WHAT TO WORK ON
Reproduce verbatim the lines of the records below, starting at the line that contains "For the benchmark, mark every instance of the eyeglasses" and ending at the final line of the records, with both ends included.

TASK INPUTS
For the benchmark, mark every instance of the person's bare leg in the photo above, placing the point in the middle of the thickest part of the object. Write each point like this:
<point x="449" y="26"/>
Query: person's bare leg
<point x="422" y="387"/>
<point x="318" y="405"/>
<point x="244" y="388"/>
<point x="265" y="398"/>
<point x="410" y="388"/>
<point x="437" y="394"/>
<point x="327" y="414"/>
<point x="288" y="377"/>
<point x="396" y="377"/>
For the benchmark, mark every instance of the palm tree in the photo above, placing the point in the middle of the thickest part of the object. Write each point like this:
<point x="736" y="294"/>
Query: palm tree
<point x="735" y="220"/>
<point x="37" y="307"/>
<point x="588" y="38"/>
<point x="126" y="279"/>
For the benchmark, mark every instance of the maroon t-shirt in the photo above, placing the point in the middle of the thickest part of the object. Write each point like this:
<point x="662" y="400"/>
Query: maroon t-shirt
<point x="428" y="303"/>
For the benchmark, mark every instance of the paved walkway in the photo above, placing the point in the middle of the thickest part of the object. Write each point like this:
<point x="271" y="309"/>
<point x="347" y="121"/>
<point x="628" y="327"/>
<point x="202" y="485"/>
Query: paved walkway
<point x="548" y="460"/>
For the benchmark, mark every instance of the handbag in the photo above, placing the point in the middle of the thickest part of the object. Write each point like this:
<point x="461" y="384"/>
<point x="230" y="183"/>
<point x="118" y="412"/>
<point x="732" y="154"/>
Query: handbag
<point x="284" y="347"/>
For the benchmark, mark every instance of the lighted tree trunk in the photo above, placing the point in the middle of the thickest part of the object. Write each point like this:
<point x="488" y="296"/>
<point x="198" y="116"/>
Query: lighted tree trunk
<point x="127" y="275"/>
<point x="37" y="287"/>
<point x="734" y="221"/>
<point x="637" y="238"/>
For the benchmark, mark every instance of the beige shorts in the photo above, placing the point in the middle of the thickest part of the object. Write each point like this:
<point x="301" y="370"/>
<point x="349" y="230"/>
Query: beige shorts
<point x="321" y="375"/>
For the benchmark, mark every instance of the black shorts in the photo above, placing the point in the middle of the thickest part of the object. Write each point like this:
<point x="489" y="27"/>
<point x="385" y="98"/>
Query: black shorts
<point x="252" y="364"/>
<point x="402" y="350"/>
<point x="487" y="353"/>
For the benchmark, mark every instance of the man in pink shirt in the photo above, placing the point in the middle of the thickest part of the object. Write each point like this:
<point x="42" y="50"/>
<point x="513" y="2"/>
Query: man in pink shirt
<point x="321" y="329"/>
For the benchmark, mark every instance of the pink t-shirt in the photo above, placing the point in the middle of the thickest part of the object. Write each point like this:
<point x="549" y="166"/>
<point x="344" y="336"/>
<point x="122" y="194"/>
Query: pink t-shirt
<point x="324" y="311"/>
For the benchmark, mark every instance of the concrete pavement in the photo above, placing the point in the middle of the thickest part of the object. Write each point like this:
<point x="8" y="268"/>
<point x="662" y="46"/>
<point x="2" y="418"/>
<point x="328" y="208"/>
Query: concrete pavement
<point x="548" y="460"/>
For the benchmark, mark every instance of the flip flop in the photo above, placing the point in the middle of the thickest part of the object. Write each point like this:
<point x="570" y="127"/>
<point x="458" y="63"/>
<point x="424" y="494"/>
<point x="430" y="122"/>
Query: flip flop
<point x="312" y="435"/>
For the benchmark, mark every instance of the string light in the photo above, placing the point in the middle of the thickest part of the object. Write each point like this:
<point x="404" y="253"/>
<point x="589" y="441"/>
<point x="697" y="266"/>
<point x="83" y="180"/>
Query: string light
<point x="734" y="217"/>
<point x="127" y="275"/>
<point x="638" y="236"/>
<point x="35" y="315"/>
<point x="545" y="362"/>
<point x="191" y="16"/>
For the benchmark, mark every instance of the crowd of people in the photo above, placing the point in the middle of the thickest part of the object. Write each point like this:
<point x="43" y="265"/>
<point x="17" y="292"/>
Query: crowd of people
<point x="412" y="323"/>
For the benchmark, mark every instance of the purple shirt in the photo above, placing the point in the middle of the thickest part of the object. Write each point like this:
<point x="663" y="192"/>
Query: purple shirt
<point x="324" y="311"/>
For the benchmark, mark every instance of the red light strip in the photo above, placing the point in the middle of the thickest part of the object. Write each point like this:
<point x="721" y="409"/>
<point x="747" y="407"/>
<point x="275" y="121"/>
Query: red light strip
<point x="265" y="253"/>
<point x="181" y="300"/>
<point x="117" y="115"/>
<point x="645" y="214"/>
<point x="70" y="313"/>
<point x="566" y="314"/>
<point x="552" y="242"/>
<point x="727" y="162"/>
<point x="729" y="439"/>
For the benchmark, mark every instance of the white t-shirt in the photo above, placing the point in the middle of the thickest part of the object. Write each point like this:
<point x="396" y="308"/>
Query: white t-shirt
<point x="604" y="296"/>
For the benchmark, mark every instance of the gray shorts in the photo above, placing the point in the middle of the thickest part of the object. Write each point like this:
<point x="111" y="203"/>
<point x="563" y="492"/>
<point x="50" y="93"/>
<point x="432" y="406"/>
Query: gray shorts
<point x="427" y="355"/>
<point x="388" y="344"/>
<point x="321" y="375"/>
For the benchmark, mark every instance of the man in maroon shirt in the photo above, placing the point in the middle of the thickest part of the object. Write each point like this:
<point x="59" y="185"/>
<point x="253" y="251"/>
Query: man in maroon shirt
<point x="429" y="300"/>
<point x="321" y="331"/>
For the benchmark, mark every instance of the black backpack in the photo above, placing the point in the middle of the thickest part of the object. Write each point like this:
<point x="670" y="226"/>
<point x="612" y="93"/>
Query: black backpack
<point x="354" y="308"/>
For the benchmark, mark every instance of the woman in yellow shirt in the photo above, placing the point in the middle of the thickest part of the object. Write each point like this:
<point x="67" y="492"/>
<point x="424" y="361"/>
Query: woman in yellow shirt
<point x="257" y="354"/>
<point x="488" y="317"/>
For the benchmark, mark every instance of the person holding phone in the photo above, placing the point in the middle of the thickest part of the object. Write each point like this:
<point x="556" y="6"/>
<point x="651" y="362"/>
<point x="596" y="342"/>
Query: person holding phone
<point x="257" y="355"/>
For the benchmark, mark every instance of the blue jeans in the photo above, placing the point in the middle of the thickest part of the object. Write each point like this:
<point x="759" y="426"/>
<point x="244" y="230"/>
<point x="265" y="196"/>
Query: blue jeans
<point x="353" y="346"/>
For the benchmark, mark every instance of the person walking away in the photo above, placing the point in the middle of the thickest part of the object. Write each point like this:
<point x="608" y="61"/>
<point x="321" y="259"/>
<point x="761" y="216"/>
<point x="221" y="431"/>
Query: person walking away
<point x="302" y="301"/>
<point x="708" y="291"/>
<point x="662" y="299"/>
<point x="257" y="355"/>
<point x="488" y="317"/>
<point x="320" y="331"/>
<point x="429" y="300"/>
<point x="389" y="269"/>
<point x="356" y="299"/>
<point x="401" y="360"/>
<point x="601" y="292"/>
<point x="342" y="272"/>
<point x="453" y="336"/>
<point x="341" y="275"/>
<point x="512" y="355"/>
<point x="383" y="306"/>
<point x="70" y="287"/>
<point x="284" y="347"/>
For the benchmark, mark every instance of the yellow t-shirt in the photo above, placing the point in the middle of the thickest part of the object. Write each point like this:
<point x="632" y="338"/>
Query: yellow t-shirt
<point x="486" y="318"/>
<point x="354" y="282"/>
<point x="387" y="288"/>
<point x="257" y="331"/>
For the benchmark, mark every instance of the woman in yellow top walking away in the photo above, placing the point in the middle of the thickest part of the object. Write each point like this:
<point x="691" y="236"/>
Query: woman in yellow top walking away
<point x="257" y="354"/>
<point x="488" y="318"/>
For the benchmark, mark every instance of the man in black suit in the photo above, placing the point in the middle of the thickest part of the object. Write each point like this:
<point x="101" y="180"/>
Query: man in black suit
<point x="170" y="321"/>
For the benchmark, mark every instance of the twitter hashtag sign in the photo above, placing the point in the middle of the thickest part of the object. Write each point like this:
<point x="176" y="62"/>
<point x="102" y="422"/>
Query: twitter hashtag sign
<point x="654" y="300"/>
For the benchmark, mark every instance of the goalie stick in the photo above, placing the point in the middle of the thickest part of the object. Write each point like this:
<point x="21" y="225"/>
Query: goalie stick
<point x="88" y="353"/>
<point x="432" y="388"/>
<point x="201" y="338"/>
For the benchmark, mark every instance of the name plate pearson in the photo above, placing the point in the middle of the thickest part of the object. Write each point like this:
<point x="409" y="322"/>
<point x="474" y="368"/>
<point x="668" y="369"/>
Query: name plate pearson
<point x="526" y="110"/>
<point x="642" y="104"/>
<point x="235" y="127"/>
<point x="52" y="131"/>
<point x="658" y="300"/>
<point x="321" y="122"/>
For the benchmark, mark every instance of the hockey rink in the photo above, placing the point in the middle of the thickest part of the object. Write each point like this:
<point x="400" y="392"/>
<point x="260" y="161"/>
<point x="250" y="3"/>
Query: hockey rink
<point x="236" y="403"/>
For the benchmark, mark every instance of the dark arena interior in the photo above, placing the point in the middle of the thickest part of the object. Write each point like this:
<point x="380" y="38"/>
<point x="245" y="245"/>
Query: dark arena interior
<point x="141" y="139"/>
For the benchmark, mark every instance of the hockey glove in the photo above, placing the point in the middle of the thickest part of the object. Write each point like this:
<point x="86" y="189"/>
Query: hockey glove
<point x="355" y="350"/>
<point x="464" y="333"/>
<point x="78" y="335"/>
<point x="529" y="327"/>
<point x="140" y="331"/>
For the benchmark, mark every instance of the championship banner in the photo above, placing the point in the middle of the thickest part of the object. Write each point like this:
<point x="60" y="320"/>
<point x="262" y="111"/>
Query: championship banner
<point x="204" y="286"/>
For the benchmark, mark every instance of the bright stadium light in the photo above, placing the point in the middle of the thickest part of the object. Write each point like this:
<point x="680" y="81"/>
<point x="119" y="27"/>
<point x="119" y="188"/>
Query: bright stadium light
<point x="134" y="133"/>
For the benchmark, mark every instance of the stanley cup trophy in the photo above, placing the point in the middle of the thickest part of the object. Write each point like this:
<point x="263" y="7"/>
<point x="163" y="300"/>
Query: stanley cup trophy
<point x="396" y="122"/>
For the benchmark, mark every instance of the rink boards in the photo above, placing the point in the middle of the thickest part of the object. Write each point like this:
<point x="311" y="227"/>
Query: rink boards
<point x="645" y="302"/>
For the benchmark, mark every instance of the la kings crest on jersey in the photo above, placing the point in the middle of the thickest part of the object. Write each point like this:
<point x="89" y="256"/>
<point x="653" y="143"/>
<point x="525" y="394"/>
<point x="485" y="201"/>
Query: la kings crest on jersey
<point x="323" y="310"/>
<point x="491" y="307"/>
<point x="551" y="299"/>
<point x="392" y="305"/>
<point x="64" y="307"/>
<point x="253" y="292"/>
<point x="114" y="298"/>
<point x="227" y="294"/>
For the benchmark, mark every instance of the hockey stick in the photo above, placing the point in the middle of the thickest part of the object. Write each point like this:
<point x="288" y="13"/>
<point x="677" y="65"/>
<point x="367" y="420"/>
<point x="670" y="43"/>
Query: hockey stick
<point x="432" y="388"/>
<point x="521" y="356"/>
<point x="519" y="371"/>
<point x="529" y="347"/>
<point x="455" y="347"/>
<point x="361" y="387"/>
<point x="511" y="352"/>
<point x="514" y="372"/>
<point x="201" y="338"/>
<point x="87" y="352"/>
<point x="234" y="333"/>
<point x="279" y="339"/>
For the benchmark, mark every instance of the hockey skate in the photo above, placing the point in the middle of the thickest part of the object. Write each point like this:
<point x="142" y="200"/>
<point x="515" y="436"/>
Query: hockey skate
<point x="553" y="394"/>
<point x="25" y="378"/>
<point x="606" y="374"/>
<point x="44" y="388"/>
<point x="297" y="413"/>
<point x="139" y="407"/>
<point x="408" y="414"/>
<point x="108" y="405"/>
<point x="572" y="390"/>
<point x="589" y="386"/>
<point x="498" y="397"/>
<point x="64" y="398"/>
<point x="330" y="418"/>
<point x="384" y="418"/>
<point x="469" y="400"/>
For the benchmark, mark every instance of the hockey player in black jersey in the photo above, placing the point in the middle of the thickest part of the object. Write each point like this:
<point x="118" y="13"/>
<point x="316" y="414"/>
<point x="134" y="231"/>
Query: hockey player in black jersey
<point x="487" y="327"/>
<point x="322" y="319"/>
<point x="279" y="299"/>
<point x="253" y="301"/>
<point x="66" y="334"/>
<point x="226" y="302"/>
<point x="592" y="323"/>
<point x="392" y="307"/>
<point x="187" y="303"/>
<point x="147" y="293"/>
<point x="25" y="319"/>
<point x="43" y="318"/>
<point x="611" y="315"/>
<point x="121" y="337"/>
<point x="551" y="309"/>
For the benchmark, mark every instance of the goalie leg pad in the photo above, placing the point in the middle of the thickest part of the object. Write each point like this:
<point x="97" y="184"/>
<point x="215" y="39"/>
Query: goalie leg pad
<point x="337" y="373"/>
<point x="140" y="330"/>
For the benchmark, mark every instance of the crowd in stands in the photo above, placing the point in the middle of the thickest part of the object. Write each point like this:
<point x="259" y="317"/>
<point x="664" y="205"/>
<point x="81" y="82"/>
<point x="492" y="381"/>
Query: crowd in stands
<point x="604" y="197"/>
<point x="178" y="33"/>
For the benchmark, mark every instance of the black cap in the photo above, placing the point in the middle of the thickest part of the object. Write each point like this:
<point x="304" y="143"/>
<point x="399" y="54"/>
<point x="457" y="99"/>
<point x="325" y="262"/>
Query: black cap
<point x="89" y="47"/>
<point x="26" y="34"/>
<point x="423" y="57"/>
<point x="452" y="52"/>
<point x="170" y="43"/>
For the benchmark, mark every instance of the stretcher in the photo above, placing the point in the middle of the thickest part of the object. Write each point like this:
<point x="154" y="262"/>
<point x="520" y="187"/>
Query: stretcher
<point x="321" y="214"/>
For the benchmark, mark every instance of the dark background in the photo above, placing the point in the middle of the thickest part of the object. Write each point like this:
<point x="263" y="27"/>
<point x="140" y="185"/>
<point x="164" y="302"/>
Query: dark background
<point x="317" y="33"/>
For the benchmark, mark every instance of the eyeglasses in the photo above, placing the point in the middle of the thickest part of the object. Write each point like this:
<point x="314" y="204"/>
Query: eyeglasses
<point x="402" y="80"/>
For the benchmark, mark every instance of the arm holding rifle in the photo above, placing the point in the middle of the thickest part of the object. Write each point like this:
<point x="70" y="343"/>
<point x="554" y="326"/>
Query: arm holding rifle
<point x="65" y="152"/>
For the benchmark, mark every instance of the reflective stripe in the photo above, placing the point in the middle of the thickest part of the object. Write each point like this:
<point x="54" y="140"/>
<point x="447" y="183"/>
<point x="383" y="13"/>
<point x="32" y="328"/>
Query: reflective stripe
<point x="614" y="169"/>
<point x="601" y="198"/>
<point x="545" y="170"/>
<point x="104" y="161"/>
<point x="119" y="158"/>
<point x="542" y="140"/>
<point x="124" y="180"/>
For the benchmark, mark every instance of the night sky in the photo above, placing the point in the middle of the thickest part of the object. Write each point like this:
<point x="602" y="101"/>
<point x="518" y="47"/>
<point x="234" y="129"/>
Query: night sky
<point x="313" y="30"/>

SOLUTION TO THIS EXERCISE
For the benchmark, mark every instance of the eyeglasses in the photo above, placing the point in the middle of the thickest part of the object. Write each point like this:
<point x="314" y="204"/>
Query: eyeglasses
<point x="402" y="80"/>
For the benchmark, mark every instance of the arm holding rifle in the photo above, placing the point in the middle of the thickest part of the object. Write each point like this:
<point x="70" y="343"/>
<point x="554" y="326"/>
Query: arm holding rifle
<point x="65" y="152"/>
For the benchmark, mark every instance of the reflective stripe in the photo above, placing the point in the middle of the thickest part of the object. Write each point like this:
<point x="54" y="140"/>
<point x="447" y="183"/>
<point x="383" y="13"/>
<point x="32" y="328"/>
Query: reflective stripe
<point x="614" y="169"/>
<point x="601" y="198"/>
<point x="545" y="170"/>
<point x="104" y="161"/>
<point x="119" y="158"/>
<point x="542" y="140"/>
<point x="124" y="180"/>
For the benchmark, mark every instance of the night sky in the photo above, placing the point in the middle of the thickest part of the object. Write each point like this:
<point x="602" y="101"/>
<point x="518" y="47"/>
<point x="234" y="129"/>
Query: night sky
<point x="313" y="30"/>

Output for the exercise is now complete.